# OBJECTIF VISÉ
Dénombrez les lignes des entrées ci-dessous qui contiennent le mot « cherry », puis donnez uniquement ce nombre.

# DONNÉES EXTRAITES

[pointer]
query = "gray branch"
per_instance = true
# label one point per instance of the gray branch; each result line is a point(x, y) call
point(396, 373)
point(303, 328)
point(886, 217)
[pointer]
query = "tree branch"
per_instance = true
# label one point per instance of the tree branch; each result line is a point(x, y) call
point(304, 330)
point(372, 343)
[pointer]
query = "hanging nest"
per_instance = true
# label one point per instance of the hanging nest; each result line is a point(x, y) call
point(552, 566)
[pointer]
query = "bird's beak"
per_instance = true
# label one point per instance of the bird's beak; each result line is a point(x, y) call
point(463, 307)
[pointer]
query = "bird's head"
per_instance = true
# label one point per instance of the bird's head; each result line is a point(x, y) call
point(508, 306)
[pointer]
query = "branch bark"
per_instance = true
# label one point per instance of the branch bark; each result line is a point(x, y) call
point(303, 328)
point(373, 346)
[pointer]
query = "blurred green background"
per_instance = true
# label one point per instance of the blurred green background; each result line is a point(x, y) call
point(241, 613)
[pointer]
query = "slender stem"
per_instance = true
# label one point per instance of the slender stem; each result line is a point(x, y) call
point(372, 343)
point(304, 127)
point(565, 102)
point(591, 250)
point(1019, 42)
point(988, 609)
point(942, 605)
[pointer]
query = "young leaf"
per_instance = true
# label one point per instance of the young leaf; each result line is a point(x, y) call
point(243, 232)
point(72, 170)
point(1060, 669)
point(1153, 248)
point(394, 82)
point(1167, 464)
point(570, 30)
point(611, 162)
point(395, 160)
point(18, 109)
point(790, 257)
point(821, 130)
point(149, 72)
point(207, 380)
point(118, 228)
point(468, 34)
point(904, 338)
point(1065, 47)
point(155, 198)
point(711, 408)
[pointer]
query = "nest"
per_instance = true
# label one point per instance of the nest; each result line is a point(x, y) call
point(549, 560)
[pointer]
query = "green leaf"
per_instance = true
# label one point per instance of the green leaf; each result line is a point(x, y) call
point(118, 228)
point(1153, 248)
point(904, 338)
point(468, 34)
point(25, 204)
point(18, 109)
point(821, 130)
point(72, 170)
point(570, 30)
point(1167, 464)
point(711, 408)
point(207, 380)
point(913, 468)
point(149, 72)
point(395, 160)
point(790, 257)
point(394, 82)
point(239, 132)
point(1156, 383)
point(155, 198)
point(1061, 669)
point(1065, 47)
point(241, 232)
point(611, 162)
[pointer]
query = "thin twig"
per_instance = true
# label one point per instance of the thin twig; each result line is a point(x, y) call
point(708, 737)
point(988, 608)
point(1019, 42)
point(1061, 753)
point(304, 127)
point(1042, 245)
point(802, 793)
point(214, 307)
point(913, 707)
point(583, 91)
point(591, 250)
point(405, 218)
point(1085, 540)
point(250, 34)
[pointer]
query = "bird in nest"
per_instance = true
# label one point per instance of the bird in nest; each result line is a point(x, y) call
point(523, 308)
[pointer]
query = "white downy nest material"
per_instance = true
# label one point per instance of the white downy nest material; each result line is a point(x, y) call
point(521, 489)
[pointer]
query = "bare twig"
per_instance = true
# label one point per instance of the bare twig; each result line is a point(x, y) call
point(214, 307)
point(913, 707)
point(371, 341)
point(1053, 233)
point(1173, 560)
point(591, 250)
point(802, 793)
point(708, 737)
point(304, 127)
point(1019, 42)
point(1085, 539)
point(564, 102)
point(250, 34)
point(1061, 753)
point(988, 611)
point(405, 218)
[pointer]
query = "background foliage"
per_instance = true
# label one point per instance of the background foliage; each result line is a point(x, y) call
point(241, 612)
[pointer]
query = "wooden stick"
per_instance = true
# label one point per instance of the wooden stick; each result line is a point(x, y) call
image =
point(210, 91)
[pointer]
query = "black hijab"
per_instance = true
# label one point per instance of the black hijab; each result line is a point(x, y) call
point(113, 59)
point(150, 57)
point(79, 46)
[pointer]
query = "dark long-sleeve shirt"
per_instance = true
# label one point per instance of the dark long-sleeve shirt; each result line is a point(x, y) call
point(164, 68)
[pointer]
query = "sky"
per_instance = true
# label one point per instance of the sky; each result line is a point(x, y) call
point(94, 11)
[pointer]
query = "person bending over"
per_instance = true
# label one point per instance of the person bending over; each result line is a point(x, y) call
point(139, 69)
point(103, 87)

==

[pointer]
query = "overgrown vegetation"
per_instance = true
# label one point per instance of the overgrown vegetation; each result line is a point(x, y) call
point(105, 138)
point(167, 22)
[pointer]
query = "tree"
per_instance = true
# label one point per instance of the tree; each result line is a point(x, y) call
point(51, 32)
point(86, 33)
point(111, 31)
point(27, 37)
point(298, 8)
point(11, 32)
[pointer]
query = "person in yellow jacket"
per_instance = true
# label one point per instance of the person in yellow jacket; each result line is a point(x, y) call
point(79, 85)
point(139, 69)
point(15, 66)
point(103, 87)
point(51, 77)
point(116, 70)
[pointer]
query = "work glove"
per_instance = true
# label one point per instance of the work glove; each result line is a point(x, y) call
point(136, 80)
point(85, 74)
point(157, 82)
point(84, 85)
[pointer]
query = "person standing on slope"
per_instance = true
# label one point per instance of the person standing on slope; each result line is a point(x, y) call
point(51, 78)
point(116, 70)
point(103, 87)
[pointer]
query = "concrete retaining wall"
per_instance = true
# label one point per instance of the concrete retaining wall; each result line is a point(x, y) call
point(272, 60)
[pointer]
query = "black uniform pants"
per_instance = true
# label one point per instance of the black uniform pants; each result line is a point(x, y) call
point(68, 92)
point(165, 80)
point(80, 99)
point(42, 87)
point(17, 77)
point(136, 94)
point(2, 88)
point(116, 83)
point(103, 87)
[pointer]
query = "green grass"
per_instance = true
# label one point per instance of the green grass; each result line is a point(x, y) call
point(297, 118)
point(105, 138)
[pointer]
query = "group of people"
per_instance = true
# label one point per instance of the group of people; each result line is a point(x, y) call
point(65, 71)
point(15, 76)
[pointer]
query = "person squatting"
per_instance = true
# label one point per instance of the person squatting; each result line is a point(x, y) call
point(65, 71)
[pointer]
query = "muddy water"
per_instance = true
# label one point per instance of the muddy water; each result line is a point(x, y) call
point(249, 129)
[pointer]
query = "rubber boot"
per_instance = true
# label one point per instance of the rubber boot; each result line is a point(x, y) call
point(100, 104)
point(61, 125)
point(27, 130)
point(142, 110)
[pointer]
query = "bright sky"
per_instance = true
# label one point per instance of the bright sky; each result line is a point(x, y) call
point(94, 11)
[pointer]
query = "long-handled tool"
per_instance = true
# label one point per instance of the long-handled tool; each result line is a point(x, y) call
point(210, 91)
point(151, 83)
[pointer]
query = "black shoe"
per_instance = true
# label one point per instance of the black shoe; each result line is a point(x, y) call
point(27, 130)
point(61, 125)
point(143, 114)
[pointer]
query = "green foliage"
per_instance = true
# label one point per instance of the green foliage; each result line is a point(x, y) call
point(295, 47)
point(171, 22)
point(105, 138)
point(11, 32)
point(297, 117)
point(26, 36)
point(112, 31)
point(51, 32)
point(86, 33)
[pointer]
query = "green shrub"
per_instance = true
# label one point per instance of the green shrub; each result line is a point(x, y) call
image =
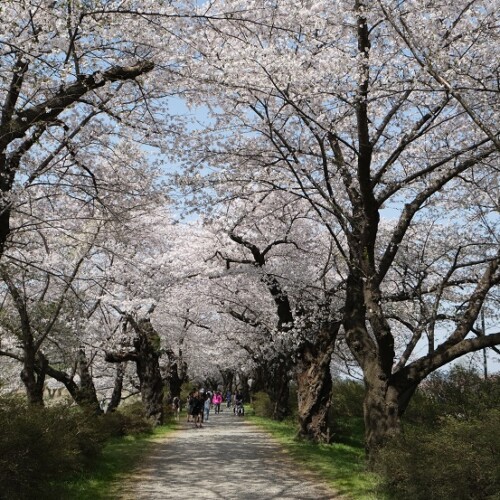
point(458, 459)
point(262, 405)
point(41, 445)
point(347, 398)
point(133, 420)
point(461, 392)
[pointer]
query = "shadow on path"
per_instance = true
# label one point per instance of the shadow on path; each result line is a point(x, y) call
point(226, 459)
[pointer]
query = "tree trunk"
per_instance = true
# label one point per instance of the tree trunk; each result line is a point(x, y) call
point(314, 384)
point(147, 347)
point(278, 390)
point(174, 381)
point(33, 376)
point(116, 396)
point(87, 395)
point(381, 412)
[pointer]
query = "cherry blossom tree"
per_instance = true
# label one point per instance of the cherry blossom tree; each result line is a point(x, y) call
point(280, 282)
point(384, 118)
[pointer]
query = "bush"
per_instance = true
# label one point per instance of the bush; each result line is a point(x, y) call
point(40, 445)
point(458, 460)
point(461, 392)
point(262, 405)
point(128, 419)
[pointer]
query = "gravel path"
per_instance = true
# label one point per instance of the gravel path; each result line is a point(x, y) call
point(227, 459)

# RÉSULTAT ATTENDU
2